Image-grounded pointing data
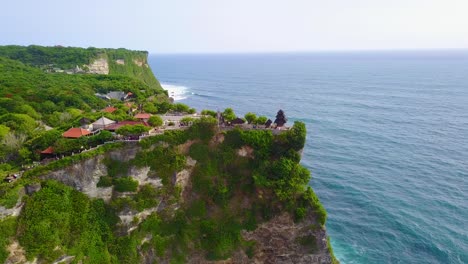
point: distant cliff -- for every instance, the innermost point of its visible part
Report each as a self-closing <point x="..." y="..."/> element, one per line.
<point x="190" y="196"/>
<point x="74" y="60"/>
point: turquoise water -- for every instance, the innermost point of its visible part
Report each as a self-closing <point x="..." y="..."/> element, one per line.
<point x="387" y="139"/>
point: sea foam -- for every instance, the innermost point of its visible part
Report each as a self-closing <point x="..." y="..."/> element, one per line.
<point x="178" y="92"/>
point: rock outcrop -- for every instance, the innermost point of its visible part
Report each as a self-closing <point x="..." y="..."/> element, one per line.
<point x="99" y="66"/>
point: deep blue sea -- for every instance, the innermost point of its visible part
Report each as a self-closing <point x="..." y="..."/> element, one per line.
<point x="387" y="139"/>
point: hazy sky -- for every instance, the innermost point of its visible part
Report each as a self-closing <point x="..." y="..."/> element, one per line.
<point x="189" y="26"/>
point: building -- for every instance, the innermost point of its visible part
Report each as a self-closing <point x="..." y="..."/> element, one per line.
<point x="238" y="121"/>
<point x="48" y="153"/>
<point x="109" y="109"/>
<point x="76" y="132"/>
<point x="102" y="123"/>
<point x="116" y="95"/>
<point x="113" y="127"/>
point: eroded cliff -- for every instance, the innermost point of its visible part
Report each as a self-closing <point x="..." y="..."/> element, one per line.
<point x="194" y="196"/>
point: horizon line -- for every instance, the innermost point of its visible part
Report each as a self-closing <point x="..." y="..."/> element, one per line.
<point x="314" y="51"/>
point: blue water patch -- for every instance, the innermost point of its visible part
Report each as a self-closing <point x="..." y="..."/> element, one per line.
<point x="387" y="139"/>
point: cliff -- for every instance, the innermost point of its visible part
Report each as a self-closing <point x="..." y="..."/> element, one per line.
<point x="73" y="60"/>
<point x="194" y="196"/>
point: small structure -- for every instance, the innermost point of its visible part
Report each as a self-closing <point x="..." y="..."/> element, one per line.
<point x="130" y="106"/>
<point x="47" y="153"/>
<point x="109" y="109"/>
<point x="116" y="95"/>
<point x="11" y="177"/>
<point x="143" y="116"/>
<point x="76" y="132"/>
<point x="113" y="127"/>
<point x="85" y="122"/>
<point x="102" y="123"/>
<point x="280" y="119"/>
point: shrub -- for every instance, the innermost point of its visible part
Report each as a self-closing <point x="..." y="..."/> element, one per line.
<point x="155" y="121"/>
<point x="146" y="197"/>
<point x="7" y="230"/>
<point x="125" y="184"/>
<point x="104" y="181"/>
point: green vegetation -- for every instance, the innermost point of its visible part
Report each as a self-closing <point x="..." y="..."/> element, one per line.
<point x="241" y="178"/>
<point x="250" y="117"/>
<point x="211" y="219"/>
<point x="31" y="98"/>
<point x="7" y="231"/>
<point x="229" y="114"/>
<point x="155" y="121"/>
<point x="58" y="219"/>
<point x="64" y="58"/>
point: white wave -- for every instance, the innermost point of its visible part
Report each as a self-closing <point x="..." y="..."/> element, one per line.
<point x="178" y="92"/>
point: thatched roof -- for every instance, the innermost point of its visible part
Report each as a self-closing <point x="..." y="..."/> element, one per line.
<point x="238" y="121"/>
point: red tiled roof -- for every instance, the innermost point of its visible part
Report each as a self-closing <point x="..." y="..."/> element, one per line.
<point x="75" y="132"/>
<point x="120" y="124"/>
<point x="48" y="150"/>
<point x="109" y="109"/>
<point x="143" y="116"/>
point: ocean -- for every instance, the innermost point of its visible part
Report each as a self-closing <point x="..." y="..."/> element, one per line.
<point x="387" y="139"/>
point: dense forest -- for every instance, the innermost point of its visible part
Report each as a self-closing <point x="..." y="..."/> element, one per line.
<point x="33" y="101"/>
<point x="135" y="62"/>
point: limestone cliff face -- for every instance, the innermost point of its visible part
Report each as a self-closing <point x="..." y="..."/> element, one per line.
<point x="99" y="66"/>
<point x="279" y="240"/>
<point x="85" y="175"/>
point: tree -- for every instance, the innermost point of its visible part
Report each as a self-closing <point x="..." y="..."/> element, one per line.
<point x="155" y="121"/>
<point x="135" y="130"/>
<point x="3" y="131"/>
<point x="150" y="108"/>
<point x="209" y="112"/>
<point x="296" y="135"/>
<point x="261" y="120"/>
<point x="229" y="114"/>
<point x="280" y="118"/>
<point x="179" y="107"/>
<point x="250" y="117"/>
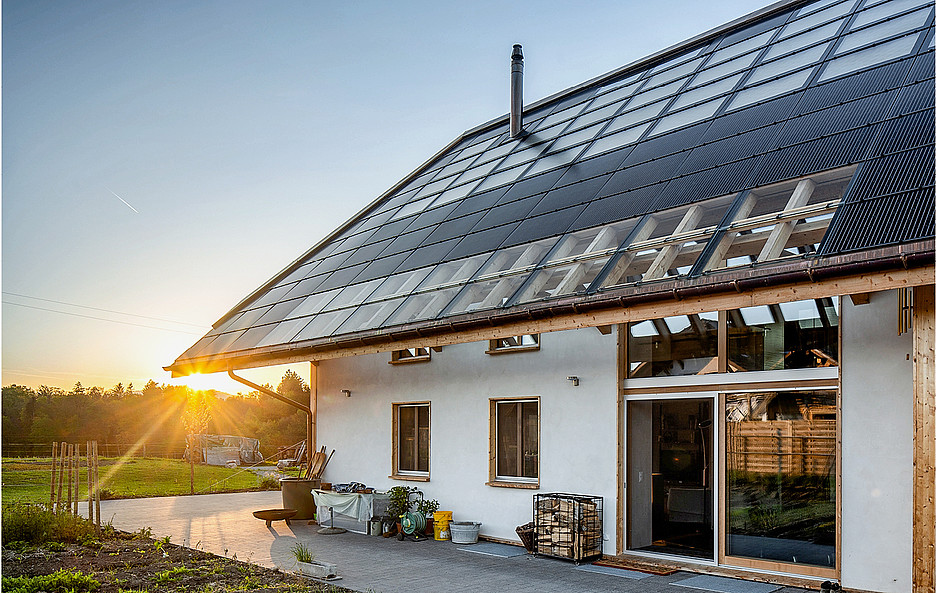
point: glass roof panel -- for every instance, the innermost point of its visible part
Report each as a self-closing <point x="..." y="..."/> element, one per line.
<point x="687" y="116"/>
<point x="885" y="10"/>
<point x="723" y="69"/>
<point x="871" y="56"/>
<point x="323" y="324"/>
<point x="610" y="141"/>
<point x="759" y="93"/>
<point x="706" y="92"/>
<point x="787" y="64"/>
<point x="883" y="30"/>
<point x="816" y="18"/>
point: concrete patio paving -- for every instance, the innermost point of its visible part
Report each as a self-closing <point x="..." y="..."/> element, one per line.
<point x="223" y="524"/>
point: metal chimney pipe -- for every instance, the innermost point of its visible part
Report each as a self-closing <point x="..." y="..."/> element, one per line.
<point x="516" y="91"/>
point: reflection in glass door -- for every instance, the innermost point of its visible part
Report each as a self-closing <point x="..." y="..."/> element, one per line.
<point x="780" y="452"/>
<point x="669" y="478"/>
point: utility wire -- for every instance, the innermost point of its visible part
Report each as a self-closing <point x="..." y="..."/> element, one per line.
<point x="178" y="331"/>
<point x="26" y="296"/>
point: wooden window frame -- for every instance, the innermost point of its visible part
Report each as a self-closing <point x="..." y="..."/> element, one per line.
<point x="397" y="473"/>
<point x="495" y="347"/>
<point x="509" y="481"/>
<point x="410" y="355"/>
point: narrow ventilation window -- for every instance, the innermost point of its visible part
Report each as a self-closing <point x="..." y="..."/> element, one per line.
<point x="524" y="343"/>
<point x="783" y="220"/>
<point x="408" y="355"/>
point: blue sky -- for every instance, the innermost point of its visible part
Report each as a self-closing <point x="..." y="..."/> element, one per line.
<point x="163" y="159"/>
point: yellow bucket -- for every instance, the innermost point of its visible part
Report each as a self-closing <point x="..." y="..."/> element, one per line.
<point x="440" y="521"/>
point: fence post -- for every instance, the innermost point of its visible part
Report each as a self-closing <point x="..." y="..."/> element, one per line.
<point x="52" y="496"/>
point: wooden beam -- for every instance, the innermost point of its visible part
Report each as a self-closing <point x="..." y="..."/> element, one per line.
<point x="312" y="443"/>
<point x="781" y="233"/>
<point x="924" y="440"/>
<point x="719" y="256"/>
<point x="668" y="253"/>
<point x="860" y="298"/>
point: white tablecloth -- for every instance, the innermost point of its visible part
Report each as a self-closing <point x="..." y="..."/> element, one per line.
<point x="357" y="505"/>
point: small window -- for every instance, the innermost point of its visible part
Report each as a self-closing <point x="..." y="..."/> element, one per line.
<point x="514" y="344"/>
<point x="408" y="355"/>
<point x="515" y="442"/>
<point x="411" y="441"/>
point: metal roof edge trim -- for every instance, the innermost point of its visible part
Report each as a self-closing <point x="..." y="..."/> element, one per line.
<point x="907" y="256"/>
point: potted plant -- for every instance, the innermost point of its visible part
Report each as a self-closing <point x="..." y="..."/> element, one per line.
<point x="400" y="502"/>
<point x="428" y="507"/>
<point x="309" y="566"/>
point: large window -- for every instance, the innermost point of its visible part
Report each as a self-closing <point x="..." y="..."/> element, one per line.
<point x="781" y="477"/>
<point x="797" y="335"/>
<point x="793" y="335"/>
<point x="411" y="440"/>
<point x="515" y="441"/>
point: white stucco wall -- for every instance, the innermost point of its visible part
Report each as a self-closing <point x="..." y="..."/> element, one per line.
<point x="577" y="432"/>
<point x="877" y="447"/>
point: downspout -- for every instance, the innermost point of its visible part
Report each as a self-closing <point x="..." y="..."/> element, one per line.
<point x="309" y="443"/>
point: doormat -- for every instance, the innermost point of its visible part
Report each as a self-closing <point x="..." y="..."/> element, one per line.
<point x="655" y="569"/>
<point x="725" y="585"/>
<point x="492" y="549"/>
<point x="615" y="572"/>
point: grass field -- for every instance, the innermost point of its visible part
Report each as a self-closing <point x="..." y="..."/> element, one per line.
<point x="28" y="479"/>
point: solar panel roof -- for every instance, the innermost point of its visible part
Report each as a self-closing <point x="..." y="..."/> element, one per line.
<point x="801" y="133"/>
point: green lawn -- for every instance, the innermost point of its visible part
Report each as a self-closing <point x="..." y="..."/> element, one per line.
<point x="28" y="480"/>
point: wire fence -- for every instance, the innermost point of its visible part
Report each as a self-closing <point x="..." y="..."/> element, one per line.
<point x="163" y="450"/>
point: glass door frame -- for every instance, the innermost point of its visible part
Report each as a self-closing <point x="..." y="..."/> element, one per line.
<point x="721" y="531"/>
<point x="716" y="487"/>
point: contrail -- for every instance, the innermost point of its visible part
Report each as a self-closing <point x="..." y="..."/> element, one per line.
<point x="123" y="200"/>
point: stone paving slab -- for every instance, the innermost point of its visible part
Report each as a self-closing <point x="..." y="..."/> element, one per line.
<point x="223" y="524"/>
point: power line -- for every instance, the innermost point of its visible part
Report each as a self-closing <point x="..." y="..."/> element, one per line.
<point x="26" y="296"/>
<point x="178" y="331"/>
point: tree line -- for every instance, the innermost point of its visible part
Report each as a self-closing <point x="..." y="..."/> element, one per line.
<point x="154" y="414"/>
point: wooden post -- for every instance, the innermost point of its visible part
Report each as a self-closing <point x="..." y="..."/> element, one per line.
<point x="58" y="498"/>
<point x="924" y="440"/>
<point x="191" y="464"/>
<point x="90" y="482"/>
<point x="77" y="479"/>
<point x="71" y="476"/>
<point x="97" y="489"/>
<point x="54" y="463"/>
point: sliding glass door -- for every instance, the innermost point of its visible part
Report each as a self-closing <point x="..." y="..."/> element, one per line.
<point x="780" y="478"/>
<point x="670" y="470"/>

**Required work:** Pull every line holding "post" out of the records.

**Output:**
point: fence post -- for every instance, the innermost point of its visible part
point: wooden post -- for every instance, the innermost point of its visible part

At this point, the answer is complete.